* **Task objective**
Transcribe word for word the lines spanning the line with "point: black microphone" through the end of the records.

— BEGIN Provided records —

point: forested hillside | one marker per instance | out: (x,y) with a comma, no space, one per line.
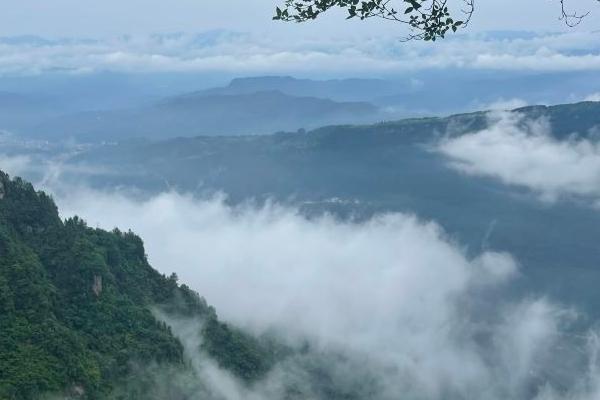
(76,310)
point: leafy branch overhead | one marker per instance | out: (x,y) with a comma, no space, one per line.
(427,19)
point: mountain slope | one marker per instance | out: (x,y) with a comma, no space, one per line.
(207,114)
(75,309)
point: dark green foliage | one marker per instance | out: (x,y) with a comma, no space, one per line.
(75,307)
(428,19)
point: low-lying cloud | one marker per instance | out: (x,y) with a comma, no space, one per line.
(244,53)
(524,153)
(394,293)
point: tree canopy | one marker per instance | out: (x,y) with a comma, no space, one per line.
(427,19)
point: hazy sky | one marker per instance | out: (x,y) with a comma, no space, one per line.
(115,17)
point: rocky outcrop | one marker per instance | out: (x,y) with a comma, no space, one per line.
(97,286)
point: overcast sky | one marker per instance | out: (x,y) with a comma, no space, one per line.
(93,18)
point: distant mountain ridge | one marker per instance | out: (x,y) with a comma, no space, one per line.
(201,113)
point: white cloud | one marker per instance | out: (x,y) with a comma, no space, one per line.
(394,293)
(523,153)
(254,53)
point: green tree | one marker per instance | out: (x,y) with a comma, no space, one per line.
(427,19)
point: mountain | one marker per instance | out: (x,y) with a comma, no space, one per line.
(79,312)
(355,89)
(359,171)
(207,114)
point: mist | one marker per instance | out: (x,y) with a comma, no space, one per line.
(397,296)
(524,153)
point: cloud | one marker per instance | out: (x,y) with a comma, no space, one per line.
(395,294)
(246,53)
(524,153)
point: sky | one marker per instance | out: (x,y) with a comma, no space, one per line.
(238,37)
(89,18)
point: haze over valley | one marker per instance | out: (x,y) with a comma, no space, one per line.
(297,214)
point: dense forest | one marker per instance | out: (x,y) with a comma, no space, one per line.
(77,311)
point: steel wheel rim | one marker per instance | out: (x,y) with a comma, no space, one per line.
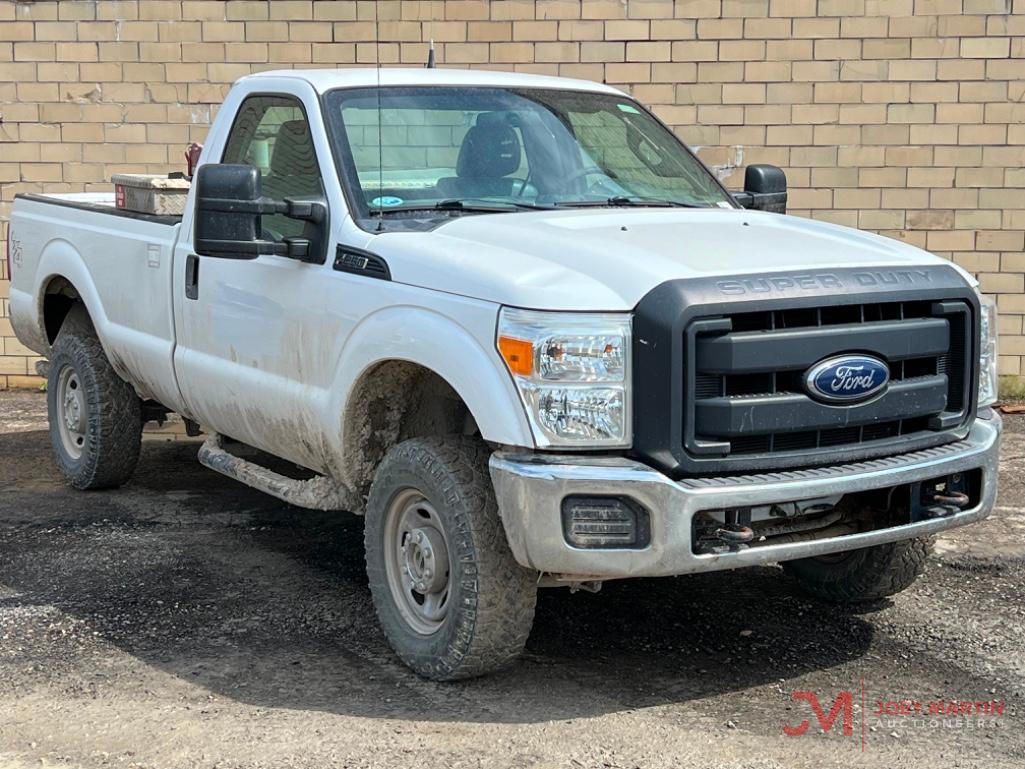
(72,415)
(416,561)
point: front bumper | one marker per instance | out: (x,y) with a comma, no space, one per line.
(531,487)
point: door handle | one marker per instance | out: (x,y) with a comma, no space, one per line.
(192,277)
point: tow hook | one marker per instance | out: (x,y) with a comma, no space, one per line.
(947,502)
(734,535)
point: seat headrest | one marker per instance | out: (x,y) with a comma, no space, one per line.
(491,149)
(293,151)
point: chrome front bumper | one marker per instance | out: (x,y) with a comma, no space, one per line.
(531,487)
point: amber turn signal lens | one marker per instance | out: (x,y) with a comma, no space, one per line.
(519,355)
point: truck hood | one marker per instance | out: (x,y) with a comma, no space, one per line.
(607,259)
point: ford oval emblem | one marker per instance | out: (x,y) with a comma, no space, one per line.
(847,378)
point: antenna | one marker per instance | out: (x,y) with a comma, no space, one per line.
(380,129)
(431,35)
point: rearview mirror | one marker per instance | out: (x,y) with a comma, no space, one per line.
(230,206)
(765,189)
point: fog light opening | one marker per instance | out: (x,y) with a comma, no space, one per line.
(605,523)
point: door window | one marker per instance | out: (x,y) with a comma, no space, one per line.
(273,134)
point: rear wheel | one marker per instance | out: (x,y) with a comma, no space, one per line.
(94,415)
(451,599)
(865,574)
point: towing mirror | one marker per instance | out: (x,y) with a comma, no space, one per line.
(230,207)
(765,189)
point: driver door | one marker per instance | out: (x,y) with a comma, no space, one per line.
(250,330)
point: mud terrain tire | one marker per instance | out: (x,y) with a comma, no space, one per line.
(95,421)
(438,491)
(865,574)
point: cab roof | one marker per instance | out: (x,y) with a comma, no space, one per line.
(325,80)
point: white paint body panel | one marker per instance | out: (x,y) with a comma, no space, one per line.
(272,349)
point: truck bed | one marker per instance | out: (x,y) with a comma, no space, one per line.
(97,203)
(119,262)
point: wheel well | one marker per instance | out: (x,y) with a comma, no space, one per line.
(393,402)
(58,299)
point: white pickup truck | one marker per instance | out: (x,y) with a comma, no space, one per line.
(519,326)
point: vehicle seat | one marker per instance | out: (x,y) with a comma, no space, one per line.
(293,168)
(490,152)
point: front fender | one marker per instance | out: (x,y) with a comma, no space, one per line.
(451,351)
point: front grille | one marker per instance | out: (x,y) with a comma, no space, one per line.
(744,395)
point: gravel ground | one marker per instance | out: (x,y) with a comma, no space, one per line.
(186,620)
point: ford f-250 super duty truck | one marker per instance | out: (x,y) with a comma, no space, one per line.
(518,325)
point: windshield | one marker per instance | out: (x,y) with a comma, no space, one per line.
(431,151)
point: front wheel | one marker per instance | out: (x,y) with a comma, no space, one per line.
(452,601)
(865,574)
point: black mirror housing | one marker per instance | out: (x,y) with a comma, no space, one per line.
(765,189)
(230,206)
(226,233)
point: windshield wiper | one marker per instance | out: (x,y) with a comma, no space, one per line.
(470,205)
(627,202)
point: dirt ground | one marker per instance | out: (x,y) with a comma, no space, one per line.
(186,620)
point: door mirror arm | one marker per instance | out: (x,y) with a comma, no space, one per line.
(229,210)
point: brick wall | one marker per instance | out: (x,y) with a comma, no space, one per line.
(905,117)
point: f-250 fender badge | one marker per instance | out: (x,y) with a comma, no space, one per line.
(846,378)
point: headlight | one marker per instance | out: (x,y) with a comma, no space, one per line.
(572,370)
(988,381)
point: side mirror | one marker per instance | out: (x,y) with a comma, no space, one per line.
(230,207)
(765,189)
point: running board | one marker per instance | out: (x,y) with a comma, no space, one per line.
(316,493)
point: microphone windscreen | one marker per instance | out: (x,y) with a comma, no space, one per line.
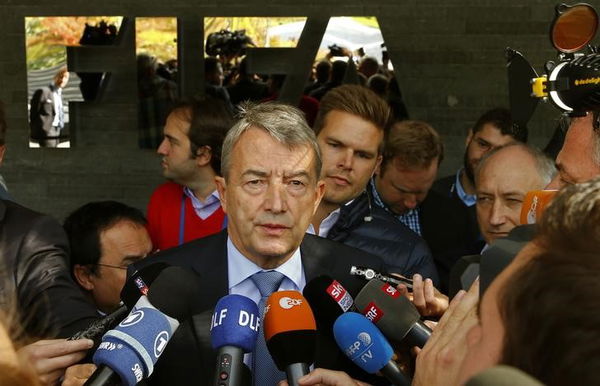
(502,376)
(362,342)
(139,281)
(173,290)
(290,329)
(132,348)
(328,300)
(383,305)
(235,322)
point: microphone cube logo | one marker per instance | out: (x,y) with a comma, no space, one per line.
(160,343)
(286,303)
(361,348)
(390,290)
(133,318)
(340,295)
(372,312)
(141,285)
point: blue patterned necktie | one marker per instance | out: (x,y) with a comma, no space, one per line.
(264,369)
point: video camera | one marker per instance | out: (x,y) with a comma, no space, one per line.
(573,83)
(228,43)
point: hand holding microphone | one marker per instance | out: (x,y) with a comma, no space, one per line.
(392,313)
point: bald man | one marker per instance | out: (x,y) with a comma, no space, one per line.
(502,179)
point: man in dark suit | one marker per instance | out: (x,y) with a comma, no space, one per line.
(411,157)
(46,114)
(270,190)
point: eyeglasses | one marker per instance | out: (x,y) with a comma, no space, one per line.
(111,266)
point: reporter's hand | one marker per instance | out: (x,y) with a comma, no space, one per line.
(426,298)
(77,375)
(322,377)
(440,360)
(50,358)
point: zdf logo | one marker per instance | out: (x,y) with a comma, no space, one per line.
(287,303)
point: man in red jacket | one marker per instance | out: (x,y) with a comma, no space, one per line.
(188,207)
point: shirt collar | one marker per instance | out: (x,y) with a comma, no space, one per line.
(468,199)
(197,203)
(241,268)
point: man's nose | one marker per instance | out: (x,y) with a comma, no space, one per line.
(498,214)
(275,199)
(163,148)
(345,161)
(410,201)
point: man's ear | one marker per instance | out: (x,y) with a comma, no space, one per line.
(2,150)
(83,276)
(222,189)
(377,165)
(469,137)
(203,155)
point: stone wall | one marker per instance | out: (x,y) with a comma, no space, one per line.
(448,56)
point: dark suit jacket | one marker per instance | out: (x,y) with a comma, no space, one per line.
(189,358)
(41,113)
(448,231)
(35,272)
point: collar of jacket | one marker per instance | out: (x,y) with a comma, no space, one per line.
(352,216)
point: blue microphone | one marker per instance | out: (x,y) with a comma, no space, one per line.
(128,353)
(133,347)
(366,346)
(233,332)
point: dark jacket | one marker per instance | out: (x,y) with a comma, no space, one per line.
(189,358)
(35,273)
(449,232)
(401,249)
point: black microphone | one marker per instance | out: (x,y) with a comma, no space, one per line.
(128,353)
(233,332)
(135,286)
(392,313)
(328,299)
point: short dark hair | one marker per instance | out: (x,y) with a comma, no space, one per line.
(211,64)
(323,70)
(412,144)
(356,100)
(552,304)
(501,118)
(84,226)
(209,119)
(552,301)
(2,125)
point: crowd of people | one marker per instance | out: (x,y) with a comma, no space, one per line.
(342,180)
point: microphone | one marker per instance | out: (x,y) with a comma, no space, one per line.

— END Provided records —

* **Result of the exercise**
point: black microphone | one marker per instance | out: (x,y) with a comma, no space, one per line.
(128,353)
(233,332)
(135,286)
(392,313)
(328,299)
point: short dark hair | one marker per instance | out: (x,y) with a comma, no space, one per line.
(211,64)
(323,70)
(412,144)
(356,100)
(552,304)
(501,118)
(84,226)
(209,119)
(552,301)
(2,125)
point: crowd of people | one marker per instance | out: (x,y) with a comma, no space, one per line.
(342,180)
point: microphone | one marker per instance | out: (x,y) with a comma, no space, one per line.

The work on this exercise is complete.